Supplied data:
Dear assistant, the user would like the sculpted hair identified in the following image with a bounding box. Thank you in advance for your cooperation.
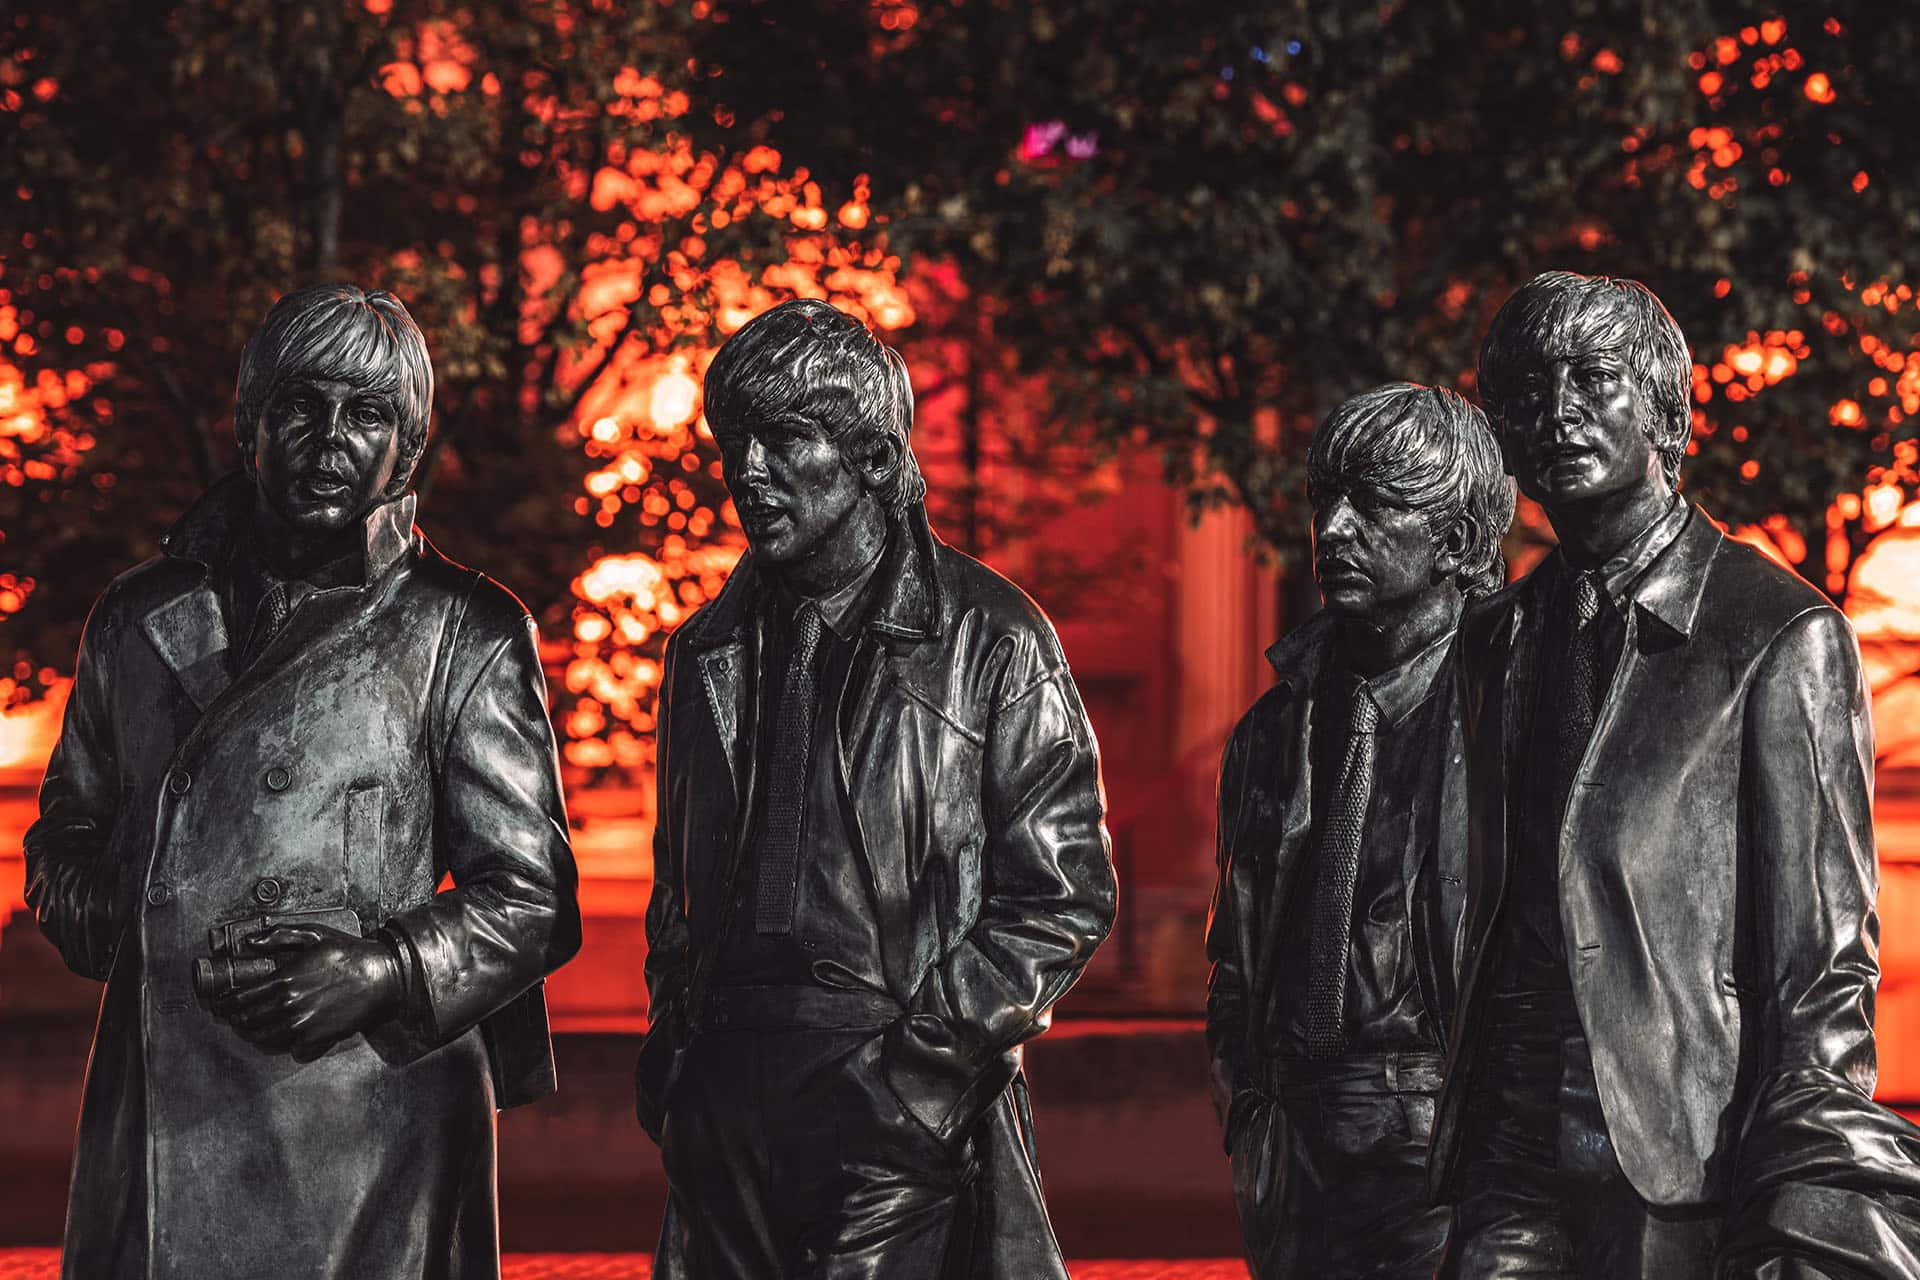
[235,285,434,501]
[1477,270,1692,487]
[1308,382,1517,600]
[702,298,926,515]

What you need to do: Strip out the images, then output the records above word for word.

Result:
Dear assistant, the user would like the sculpted hair identified in the following image with a bounding box. Thank you in advance for your cooperation.
[235,285,434,501]
[1477,270,1692,487]
[1308,382,1517,600]
[702,298,926,515]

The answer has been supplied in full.